◆ **DATASET RECORDS**

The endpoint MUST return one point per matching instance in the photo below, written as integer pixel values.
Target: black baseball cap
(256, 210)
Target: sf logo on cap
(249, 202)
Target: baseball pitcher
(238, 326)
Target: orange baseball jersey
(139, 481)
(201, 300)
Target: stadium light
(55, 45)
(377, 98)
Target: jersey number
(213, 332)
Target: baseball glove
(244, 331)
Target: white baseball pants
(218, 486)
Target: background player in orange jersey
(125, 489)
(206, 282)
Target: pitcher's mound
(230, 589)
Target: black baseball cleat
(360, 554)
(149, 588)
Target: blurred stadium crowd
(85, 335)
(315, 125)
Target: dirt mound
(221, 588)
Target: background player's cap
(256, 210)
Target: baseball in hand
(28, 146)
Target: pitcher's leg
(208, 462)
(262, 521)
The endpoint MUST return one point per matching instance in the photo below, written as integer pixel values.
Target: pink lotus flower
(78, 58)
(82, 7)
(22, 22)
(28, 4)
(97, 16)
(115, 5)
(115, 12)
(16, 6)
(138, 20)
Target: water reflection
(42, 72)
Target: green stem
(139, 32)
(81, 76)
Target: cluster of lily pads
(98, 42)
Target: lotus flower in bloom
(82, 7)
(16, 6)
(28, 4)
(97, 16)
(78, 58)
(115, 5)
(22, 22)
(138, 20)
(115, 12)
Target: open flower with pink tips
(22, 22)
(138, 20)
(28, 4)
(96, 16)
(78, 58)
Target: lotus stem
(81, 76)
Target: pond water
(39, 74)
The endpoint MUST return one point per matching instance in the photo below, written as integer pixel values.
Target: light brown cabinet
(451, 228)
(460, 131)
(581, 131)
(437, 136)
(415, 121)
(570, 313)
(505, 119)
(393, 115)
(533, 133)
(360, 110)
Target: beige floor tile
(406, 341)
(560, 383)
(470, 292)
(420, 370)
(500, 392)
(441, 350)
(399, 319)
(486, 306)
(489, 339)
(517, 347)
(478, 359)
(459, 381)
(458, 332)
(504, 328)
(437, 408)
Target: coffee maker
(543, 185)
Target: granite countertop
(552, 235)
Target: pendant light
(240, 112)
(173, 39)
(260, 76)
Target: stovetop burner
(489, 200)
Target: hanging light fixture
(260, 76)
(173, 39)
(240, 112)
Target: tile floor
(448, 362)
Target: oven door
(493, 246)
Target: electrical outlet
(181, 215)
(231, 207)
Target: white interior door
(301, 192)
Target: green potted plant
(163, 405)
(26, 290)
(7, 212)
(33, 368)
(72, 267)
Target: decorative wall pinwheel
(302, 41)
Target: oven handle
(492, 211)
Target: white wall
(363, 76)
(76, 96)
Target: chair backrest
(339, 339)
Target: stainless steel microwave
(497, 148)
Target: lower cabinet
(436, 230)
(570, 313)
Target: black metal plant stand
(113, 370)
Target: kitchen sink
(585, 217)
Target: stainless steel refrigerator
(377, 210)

◆ **REQUIRED WORK**
Repeat the whole listing verbatim.

◆ **YOUR RESPONSE**
The endpoint MUST return one point per matching instance in the photo below, written as integer pixel values.
Target: black baseball cap
(256, 210)
Target: sf logo on cap
(249, 202)
Target: baseball pitcher
(238, 326)
Target: orange baseball jersey
(139, 481)
(201, 300)
Target: stadium light
(55, 45)
(377, 98)
Target: jersey number
(213, 332)
Target: baseball glove
(244, 331)
Target: white baseball pants
(218, 486)
Target: background player in orange jersey
(125, 489)
(206, 282)
Target: pitcher's mound
(230, 589)
Target: black baseball cleat
(360, 554)
(149, 588)
Target: blurred stadium crowd
(85, 335)
(315, 125)
Target: dirt mound
(221, 588)
Target: background player's cap
(256, 210)
Target: baseball in hand
(28, 146)
Target: pitcher's leg
(208, 462)
(262, 521)
The endpoint MUST return one point per matching instance in the photo below, written as integer pixel values.
Target: pink lotus flower
(78, 58)
(82, 7)
(22, 22)
(28, 4)
(97, 16)
(115, 5)
(115, 12)
(16, 6)
(138, 20)
Target: water reflection
(42, 72)
Target: green stem
(139, 32)
(81, 76)
Target: cluster of lily pads
(98, 42)
Target: lotus flower in bloom
(82, 7)
(16, 6)
(28, 4)
(97, 16)
(78, 58)
(115, 5)
(22, 22)
(138, 20)
(115, 12)
Target: open flower with pink tips
(22, 22)
(138, 20)
(28, 4)
(96, 16)
(78, 58)
Target: lotus stem
(81, 76)
Target: pond water
(39, 74)
The endpoint MUST return one point per matching instance in the photo below, written as integer pixel values.
Target: light brown cabinet
(451, 228)
(460, 131)
(581, 131)
(437, 136)
(415, 121)
(570, 313)
(505, 119)
(393, 115)
(533, 133)
(360, 110)
Target: beige floor tile
(406, 341)
(560, 383)
(470, 292)
(420, 370)
(500, 392)
(441, 350)
(399, 319)
(486, 306)
(489, 339)
(517, 347)
(478, 359)
(459, 381)
(458, 332)
(504, 328)
(437, 408)
Target: coffee maker
(543, 185)
Target: granite countertop
(552, 235)
Target: pendant light
(240, 112)
(173, 39)
(260, 76)
Target: stovetop burner
(489, 200)
Target: hanging light fixture
(260, 76)
(173, 39)
(240, 112)
Target: tile floor
(448, 362)
Target: oven door
(493, 246)
Target: electrical outlet
(181, 215)
(231, 207)
Target: white interior door
(301, 192)
Target: green potted plant
(163, 405)
(26, 290)
(7, 212)
(33, 368)
(72, 267)
Target: decorative wall pinwheel
(302, 41)
Target: oven handle
(492, 211)
Target: white wall
(363, 76)
(76, 96)
Target: chair backrest
(339, 339)
Target: stainless steel microwave
(497, 148)
Target: lower cabinet
(436, 230)
(570, 313)
Target: black metal plant stand
(113, 370)
Target: kitchen sink
(585, 217)
Target: stainless steel refrigerator
(377, 210)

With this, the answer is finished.